Prompt
Count the lines in the records below that contain the string "storage", with case counting, and give only that number.

Listed entries
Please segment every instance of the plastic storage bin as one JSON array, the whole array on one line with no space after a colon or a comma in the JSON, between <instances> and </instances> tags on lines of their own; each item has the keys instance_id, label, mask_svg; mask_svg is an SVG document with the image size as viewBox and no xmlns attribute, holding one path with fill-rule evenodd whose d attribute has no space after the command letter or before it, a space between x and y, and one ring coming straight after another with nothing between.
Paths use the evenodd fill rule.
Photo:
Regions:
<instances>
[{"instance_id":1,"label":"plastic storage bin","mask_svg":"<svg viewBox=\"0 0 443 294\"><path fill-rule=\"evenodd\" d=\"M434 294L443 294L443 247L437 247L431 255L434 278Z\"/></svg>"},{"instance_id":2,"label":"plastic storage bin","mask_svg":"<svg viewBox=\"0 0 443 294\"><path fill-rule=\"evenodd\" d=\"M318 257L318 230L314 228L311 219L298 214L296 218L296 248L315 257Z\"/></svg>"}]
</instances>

==

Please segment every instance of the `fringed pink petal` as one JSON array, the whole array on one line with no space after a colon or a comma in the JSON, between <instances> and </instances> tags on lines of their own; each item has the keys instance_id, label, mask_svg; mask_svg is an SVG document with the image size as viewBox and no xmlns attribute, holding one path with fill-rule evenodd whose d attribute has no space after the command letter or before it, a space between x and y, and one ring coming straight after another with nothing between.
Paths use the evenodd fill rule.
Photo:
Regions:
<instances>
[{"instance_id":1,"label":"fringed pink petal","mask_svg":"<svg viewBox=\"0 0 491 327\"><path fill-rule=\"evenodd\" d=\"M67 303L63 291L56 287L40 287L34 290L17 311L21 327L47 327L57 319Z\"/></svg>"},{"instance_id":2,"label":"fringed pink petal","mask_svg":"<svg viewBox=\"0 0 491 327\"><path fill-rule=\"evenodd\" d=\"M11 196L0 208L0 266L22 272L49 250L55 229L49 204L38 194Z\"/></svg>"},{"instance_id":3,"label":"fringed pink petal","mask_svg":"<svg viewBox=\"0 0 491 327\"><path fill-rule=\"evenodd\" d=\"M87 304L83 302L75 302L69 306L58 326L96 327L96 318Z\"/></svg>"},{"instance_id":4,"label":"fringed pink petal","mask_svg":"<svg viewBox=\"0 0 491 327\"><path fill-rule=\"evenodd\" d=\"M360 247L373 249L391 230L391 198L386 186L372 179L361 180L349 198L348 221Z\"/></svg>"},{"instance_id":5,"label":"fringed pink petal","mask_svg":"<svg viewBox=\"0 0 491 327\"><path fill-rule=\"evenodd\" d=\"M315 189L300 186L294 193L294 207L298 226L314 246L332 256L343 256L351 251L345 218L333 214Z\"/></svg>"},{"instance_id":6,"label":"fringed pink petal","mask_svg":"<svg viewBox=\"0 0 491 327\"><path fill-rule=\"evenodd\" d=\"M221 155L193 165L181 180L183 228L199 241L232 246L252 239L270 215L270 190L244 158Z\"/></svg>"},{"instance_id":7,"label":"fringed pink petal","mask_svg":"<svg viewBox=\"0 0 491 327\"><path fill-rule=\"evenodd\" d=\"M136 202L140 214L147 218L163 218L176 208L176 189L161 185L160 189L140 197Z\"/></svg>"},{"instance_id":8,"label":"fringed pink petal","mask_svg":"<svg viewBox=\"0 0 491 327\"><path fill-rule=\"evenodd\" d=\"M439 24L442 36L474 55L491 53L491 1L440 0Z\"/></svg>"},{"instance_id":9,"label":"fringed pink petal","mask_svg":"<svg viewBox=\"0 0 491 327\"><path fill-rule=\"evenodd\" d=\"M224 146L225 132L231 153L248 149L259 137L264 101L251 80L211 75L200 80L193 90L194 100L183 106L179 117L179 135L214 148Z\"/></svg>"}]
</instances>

Answer below
2